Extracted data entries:

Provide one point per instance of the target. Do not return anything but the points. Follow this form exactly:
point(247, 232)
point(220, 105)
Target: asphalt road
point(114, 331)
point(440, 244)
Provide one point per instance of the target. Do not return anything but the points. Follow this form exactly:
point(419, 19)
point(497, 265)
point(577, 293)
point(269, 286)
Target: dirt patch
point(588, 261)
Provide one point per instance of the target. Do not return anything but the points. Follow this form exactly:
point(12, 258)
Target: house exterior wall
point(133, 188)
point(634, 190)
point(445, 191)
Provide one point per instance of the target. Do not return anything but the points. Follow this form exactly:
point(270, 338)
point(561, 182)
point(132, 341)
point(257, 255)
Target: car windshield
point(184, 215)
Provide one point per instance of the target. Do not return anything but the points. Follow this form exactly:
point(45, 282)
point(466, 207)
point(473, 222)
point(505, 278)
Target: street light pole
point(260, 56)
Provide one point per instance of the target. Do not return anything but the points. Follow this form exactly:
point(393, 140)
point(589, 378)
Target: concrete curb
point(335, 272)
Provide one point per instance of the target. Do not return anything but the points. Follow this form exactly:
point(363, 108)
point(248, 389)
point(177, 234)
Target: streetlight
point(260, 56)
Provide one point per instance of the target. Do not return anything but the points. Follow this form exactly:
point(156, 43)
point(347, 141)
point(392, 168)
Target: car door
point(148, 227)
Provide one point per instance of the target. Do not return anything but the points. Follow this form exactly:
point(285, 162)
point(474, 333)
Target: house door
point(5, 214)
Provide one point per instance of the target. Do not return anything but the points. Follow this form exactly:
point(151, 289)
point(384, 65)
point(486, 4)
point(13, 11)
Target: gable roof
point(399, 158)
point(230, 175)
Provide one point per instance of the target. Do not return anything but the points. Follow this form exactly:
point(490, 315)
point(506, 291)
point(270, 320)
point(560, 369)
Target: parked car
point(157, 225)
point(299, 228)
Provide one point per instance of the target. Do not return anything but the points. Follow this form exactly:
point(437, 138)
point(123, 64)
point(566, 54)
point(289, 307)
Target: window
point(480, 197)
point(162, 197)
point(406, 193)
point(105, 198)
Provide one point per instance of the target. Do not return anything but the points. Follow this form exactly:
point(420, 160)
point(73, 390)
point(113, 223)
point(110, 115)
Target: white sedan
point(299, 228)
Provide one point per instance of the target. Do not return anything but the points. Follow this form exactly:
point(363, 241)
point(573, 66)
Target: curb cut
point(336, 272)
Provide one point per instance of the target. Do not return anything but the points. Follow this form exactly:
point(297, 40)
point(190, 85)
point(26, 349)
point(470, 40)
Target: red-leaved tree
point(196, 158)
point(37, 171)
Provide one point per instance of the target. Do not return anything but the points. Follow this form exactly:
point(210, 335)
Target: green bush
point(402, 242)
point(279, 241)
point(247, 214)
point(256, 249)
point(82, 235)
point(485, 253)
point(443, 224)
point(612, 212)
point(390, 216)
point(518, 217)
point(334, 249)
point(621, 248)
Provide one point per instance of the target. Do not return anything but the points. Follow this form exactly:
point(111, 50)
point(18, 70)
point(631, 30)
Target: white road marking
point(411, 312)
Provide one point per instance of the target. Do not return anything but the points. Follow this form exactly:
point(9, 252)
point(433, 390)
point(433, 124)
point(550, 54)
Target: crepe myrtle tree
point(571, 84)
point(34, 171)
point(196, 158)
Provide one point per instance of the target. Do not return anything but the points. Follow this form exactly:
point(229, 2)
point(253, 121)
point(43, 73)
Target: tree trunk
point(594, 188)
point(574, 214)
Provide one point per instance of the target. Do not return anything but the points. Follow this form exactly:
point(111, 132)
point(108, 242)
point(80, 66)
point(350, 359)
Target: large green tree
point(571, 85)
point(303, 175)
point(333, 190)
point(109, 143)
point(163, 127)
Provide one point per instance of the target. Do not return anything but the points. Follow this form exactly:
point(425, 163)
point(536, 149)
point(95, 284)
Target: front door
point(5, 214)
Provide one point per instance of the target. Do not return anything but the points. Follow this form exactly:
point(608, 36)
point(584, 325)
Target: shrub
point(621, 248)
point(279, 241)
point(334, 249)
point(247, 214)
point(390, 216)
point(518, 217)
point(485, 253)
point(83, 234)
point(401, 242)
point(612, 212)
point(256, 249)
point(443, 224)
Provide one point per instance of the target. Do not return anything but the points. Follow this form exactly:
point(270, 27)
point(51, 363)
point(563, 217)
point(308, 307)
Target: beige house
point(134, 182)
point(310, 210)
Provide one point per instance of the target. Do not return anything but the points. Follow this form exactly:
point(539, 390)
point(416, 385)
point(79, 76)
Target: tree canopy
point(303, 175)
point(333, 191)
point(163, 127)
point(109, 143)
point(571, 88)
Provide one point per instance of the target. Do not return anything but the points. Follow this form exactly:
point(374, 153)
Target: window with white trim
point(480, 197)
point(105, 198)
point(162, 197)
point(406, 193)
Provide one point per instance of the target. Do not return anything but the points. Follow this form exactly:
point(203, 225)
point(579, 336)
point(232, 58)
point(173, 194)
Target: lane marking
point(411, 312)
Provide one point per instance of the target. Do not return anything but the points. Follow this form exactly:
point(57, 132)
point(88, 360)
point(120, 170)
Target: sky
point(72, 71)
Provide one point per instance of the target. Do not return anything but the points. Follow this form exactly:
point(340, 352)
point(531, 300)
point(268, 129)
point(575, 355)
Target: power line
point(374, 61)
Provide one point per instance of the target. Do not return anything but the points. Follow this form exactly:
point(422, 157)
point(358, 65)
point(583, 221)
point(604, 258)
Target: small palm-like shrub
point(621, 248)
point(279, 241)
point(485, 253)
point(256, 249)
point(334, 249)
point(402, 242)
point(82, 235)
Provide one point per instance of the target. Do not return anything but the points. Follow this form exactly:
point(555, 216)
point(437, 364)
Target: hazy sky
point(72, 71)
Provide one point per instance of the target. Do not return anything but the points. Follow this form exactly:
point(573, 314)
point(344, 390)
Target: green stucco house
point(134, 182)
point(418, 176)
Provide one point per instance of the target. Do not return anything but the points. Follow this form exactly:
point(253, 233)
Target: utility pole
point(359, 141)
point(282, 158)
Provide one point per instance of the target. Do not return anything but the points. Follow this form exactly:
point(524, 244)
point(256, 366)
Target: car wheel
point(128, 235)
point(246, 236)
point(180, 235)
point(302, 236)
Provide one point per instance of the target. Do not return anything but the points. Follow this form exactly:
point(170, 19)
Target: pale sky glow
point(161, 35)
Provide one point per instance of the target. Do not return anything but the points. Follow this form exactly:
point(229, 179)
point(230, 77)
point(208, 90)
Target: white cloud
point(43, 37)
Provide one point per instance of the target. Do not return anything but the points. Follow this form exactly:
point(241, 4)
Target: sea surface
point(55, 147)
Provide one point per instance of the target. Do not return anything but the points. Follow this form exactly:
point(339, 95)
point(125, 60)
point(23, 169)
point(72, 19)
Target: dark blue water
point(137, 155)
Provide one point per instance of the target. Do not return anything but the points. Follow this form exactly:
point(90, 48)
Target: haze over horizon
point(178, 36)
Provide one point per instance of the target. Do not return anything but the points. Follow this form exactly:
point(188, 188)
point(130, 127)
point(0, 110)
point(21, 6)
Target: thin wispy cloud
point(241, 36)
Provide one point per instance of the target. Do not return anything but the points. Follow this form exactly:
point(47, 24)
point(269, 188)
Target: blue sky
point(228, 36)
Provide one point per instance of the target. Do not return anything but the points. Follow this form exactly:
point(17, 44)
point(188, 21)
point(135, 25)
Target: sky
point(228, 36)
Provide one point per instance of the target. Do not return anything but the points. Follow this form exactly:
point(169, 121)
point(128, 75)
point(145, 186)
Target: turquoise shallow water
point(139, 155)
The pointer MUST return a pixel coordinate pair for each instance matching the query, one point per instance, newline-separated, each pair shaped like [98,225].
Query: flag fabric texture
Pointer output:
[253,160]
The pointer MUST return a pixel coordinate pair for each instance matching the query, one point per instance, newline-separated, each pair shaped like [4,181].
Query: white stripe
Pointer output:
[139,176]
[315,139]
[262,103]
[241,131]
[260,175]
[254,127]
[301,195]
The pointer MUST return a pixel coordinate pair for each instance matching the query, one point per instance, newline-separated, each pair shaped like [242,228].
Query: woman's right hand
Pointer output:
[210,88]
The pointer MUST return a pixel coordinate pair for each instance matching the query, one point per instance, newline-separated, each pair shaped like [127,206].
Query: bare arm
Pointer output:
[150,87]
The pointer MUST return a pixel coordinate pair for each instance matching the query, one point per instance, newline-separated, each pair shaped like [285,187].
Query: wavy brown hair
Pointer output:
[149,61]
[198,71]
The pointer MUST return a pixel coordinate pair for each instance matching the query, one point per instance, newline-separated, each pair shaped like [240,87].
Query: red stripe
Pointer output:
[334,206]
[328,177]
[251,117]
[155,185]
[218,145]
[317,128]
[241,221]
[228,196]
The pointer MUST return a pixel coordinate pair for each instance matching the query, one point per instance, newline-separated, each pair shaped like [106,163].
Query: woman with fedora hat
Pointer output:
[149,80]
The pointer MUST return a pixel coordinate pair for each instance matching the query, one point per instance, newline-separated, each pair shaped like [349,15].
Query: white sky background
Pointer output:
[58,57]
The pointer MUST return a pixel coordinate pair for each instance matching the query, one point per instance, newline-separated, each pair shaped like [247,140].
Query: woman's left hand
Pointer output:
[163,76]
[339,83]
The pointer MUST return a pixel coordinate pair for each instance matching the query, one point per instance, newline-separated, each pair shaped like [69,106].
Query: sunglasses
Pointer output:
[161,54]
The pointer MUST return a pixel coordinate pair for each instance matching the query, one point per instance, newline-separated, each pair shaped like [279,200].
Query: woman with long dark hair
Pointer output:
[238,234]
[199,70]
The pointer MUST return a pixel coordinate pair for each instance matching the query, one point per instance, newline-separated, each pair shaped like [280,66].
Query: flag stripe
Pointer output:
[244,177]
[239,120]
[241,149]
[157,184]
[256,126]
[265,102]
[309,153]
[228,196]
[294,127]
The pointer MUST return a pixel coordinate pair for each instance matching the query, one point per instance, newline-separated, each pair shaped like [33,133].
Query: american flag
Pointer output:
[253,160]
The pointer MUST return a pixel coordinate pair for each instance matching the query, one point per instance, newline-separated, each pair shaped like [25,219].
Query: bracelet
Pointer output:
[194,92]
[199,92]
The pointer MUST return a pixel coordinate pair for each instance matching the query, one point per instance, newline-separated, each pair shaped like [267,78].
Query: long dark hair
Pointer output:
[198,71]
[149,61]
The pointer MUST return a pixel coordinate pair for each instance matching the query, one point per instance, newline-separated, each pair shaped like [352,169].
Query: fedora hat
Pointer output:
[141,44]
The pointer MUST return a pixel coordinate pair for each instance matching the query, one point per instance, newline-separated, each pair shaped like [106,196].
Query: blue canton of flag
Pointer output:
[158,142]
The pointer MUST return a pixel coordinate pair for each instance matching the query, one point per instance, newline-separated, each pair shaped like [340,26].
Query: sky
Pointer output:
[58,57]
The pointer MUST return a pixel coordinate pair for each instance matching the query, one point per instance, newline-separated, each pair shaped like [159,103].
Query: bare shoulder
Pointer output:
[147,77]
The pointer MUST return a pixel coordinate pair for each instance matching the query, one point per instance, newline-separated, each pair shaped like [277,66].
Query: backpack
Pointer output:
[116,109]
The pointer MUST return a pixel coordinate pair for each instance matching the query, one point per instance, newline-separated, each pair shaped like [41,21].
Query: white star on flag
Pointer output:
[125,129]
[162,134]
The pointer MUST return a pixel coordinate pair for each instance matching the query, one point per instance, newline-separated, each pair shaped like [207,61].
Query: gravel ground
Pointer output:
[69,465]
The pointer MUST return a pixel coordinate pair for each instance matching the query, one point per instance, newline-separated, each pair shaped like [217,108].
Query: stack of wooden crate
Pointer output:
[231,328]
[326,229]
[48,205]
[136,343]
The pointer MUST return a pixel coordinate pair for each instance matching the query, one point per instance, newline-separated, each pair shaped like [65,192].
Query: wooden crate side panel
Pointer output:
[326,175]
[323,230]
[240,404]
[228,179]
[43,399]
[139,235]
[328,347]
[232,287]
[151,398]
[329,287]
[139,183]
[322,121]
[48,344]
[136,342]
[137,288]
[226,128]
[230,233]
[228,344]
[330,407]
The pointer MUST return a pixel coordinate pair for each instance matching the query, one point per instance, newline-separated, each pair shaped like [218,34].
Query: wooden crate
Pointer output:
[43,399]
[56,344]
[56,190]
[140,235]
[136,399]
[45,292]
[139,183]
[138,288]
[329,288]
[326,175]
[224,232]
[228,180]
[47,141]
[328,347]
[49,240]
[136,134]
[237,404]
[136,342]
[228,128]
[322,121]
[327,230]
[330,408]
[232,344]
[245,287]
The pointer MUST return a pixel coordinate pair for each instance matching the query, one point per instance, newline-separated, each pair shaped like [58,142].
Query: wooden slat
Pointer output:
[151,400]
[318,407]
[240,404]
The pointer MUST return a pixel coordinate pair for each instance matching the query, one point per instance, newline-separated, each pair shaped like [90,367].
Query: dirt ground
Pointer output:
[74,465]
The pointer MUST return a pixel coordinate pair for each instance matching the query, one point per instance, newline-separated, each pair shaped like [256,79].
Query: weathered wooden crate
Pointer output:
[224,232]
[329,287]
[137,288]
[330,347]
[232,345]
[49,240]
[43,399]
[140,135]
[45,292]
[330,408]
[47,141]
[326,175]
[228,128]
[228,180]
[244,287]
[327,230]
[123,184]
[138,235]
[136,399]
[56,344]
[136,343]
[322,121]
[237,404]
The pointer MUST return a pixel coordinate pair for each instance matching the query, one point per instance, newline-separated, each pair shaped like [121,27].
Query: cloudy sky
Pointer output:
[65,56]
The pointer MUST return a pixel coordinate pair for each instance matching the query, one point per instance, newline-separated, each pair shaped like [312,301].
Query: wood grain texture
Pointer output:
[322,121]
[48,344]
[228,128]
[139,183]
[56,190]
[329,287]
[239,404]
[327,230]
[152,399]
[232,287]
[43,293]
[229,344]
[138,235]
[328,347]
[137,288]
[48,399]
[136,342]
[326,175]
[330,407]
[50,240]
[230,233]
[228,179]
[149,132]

- **Work to complete**: Count, in the records above, the lines that include "fedora", and give the number with nothing added.

- **Task answer**: 2